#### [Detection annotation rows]

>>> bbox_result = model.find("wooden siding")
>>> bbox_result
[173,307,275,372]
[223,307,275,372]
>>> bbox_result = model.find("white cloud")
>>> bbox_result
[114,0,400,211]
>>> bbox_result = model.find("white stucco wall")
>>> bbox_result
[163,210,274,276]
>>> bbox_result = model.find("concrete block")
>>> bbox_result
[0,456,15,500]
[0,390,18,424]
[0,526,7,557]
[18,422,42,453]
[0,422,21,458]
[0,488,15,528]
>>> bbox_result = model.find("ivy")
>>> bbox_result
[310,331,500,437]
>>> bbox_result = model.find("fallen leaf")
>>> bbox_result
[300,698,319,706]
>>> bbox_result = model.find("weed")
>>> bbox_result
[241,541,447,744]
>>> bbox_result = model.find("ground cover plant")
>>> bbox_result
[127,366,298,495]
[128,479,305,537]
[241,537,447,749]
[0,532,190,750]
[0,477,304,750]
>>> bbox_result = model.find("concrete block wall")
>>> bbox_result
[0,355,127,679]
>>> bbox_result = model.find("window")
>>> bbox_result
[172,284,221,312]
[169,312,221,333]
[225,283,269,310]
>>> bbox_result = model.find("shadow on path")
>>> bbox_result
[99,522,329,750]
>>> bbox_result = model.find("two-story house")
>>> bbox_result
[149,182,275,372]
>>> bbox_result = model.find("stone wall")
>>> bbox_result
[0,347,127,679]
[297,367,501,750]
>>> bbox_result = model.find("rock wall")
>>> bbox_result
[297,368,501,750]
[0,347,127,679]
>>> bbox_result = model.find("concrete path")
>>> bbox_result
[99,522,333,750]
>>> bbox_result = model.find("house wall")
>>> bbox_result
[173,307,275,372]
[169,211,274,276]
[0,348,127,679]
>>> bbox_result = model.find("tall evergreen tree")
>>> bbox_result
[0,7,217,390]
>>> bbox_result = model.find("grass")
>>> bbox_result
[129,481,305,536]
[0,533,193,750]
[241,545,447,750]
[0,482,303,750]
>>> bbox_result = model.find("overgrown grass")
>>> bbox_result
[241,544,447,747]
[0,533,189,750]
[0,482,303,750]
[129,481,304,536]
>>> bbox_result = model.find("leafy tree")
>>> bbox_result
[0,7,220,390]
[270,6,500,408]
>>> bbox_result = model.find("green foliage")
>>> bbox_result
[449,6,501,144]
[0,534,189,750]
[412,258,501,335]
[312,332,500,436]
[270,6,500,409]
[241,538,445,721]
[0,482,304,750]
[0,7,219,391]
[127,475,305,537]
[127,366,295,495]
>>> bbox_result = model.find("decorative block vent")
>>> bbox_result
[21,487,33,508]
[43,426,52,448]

#### [TASK BRIEF]
Return every line of the rows that contains the string "wall".

#### [WRITTEN SOLUTION]
>>> bbox_result = model.find("white stucco wall")
>>> bbox_result = model.find("concrete block wall")
>>> bbox_result = model.find("stone wall")
>>> bbox_result = model.find("rock wall")
>>> bbox_result = model.find("house wall")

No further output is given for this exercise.